- _Your tasks_
1 - Please rewrite the essay on temperament and mothering between "If every mother" and "that is done.", inclusive, changing "ducklings" to "children".
2 - In the essay on temperament and mothering, what does temperament point to, and what is it compared to?
3 - Decide whether each statement agrees with the essay on temperament and mothering: (a) Punitive discipline can act as a demagnetizer. (b) Every mom in the imagined community is passive and pleased with the status quo. (c) Legalistic books on mothering no longer paralyze the writer.

# Text provided start

The beautiful reason is that temperament points to our God-given calling in much the same way a compass needle points to magnetic north. When we follow our inborn interests and tendencies, without indulging sin, we often find our way exactly to the thing we were created to invest our life in. However, when you wipe a strong magnet over the delicate needle of a compass, it loses its magnetic properties and spins around aimlessly. Similarly, people who have lost their God-given sense of self, may be like a duck swimming in circles. Strong mothering personalities in our lives, domineering parents with the opposite design to ours, criticism aimed at our parenting, and punitive discipline or a spiritual attack on us, can all act as demagnetizers.
Once I discover how God has made me, and I can embrace the value of swimming in my own lane, I no longer need to follow all the mothering examples around me. The legalistic books about “Becoming a ten out of ten Duck Mommy” or “How to swim so your ducklings will follow” no longer have a paralyzing effect on me. I read, select what works for the temperaments in my family on our pond, and enjoy the liberty in Christ that should, after all, filter through even to how I raise my kids.
Imagine a place where some moms are fast and furious, others are passive and pleased with the status quo; some are full of fun and surprises and the rest are constantly looking for the best way they can raise the best behaved kids. Can you see the potential for conflict in this diverse community? But, can you imagine the beauty if they all decided to mother and let mother; if they all decided to swim in their own lane? If they could foster a culture where the idea is to know and be known, to understand and be understood, to appreciate and be appreciated, and to mature into what we are meant to be, there could be whole relationships and a happy faith community.
If every mother figures out her own lane and how to swim in it, there still remains the matter of whether the ducklings will string along or not. We do want our kids to obey. We know it requires the right proportion of instruction and inspiration. Mothering in a way where all need to swim in sync to my set way, strung to me with string, has a good chance of alienating my kids. However, if I extended permission to find one’s own lane to my kids and encouraged them to explore the way God made them, and to develop their unique stroke in the lake of life, there would be a very good chance that they would want to stick around a little longer to learn from me how that is done.

# Text provided end
# Data extract start

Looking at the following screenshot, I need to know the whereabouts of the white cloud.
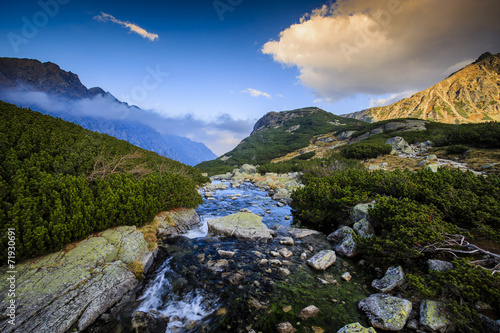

# Data extract end

- _Results for each task_
1 -
If every mother figures out her own lane and how to swim in it, there still remains the matter of whether the children will string along or not. We do want our kids to obey. We know it requires the right proportion of instruction and inspiration. Mothering in a way where all need to swim in sync to my set way, strung to me with string, has a good chance of alienating my kids. However, if I extended permission to find one’s own lane to my kids and encouraged them to explore the way God made them, and to develop their unique stroke in the lake of life, there would be a very good chance that they would want to stick around a little longer to learn from me how that is done.

2 - It points to our God-given calling, much as a compass needle points to magnetic north.

3 -
(a) Yes: "punitive discipline or a spiritual attack on us, can all act as demagnetizers."
(b) No: "some moms are fast and furious, others are passive and pleased with the status quo"
(c) Yes: "no longer have a paralyzing effect on me."